▸ **TASK DATA**:

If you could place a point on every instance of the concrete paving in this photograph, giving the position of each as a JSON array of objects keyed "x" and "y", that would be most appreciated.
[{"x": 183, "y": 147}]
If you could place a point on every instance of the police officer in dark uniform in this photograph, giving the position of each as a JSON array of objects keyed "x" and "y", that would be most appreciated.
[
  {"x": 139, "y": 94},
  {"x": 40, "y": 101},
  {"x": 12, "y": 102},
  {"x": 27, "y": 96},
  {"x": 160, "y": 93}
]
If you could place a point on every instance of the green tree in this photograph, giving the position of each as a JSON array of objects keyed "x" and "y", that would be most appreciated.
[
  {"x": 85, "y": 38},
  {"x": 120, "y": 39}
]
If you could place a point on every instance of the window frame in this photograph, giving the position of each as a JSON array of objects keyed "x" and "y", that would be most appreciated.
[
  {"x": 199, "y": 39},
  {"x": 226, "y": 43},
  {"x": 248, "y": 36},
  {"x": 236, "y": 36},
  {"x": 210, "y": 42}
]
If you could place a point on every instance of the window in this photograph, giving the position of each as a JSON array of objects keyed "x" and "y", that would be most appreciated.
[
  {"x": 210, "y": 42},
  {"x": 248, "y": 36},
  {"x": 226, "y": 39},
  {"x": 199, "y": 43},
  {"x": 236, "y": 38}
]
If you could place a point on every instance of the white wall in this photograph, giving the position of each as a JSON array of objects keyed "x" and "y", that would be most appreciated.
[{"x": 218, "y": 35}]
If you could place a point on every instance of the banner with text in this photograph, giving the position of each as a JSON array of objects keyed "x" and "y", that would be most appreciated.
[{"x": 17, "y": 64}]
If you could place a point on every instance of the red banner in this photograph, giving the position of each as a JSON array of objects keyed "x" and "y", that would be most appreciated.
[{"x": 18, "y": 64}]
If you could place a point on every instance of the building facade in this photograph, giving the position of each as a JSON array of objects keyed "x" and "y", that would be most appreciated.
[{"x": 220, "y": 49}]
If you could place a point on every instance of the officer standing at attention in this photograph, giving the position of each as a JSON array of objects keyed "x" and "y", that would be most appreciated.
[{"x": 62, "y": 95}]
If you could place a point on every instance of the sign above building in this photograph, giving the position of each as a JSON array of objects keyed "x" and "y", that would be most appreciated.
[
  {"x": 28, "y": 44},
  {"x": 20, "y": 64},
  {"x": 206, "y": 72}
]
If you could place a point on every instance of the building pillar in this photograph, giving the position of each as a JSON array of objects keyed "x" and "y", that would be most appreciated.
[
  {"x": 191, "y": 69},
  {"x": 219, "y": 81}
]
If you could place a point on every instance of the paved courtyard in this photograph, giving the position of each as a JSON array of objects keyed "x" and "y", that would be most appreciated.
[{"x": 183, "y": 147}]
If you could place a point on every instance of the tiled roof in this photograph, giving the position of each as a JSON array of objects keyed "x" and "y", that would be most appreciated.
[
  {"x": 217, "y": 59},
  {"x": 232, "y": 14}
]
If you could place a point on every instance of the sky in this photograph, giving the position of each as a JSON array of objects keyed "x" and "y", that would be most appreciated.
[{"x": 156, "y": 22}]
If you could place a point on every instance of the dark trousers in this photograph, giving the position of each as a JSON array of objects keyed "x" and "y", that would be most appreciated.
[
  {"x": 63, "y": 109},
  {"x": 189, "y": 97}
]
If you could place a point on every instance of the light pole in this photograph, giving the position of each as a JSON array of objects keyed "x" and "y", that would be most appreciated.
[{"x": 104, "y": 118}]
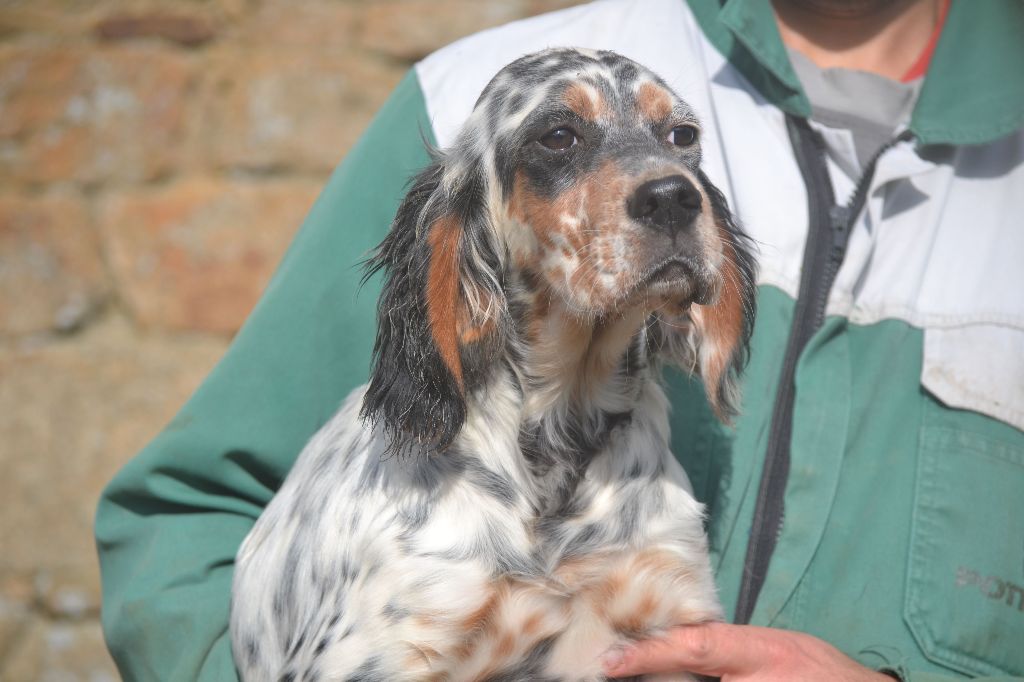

▸ **EXERCISE DIRECTIONS**:
Exact repetition of each line above is expected; images are to be omitted.

▸ **TASK RESPONSE**:
If you could place a point on every instance of the concrete paving in this photograph, giving the position of each as a JSON array of objects keyed "x" and "y", that would be most appreciated.
[{"x": 183, "y": 147}]
If you could place a point on every instance of the police officer in dark uniform in this photograph, giving the position of each as a JSON array of objects keyed "x" and "y", that would be most appreciated.
[
  {"x": 139, "y": 94},
  {"x": 40, "y": 101},
  {"x": 12, "y": 102},
  {"x": 27, "y": 96},
  {"x": 160, "y": 93}
]
If you could place a point on every instance of the green tree in this photograph, giving the position of each as a JSON array of objects keyed "x" and "y", that would be most appreciated.
[
  {"x": 85, "y": 38},
  {"x": 120, "y": 39}
]
If you could place a point on every instance of the window frame in this photograph, giving the position of each as a JSON array of objects keyed "x" and "y", that would be most appreciated.
[
  {"x": 199, "y": 39},
  {"x": 226, "y": 43},
  {"x": 248, "y": 36},
  {"x": 236, "y": 36},
  {"x": 210, "y": 42}
]
If you could place a point on every instance of the window in this photograph, giving the position of each as a JSON array of objects keyed "x" and "y", that would be most appreciated.
[
  {"x": 210, "y": 42},
  {"x": 248, "y": 36},
  {"x": 226, "y": 39},
  {"x": 199, "y": 43},
  {"x": 236, "y": 38}
]
If you could place a point on every instance of the white wall in this photograph, giving the position of each as a JSON array of objects keyed "x" and "y", that would be most appreciated.
[{"x": 218, "y": 35}]
If you could place a point on every instance of the banner with text in this photograph, giving the position of each as a JSON array of objects keyed "x" and "y", that would be most appreciated.
[{"x": 17, "y": 64}]
If you could place a point on every instance of the red banner in this photograph, giving the position of each as a JSON array of objects keyed "x" and "y", that would be most appreciated.
[{"x": 18, "y": 64}]
If you could place a point on every instance of the building facade in this photograph, giving the position of each as a JSON array of objects keyed "x" and "y", that would be most appreciated.
[{"x": 220, "y": 49}]
If you could place a point on every instance of the officer standing at attention in this photograph, giving the position of each as a JSON array of objects keyed "x" and "y", that would be most appreciated.
[{"x": 62, "y": 95}]
If you could place a point on every instance of the sign above building in this photograph, giving the position of each as a JSON array of objects keyed "x" and "y", that would be most appreciated.
[
  {"x": 28, "y": 44},
  {"x": 20, "y": 64},
  {"x": 206, "y": 72}
]
If you could place a point on every instance of the building pillar in this photograph, giving the position of each as a JSON array of objects keyed "x" and "y", that would be most appreciated.
[
  {"x": 191, "y": 69},
  {"x": 219, "y": 81}
]
If you could place a point on every instance of the paved courtyard in this photograph, giving the position of each as a JSON array of objects keyed "x" and "y", that would be most appreciated.
[{"x": 183, "y": 147}]
If you could place a point on every instance of the tiled roof in this photograph, giving the position of each as a JSON array of objects keyed "x" and "y", that would be most appreciated.
[
  {"x": 217, "y": 59},
  {"x": 232, "y": 14}
]
If you could place a point on every instance of the sky in this photograph, giving the position of each as a JSON array of objects keyed "x" and "y", that would be most appreciated.
[{"x": 156, "y": 22}]
If you could place a point on every instance of the dark trousers in this photograph, giving the position of each as a JSON array of objects keyed "x" and "y", that would be most appreciated.
[
  {"x": 63, "y": 109},
  {"x": 189, "y": 97}
]
If you could place a point on every instance of the light pole in this photograph, giving the position of each as a JSON array of objects keyed "x" and "y", that would be most appreciated.
[{"x": 104, "y": 118}]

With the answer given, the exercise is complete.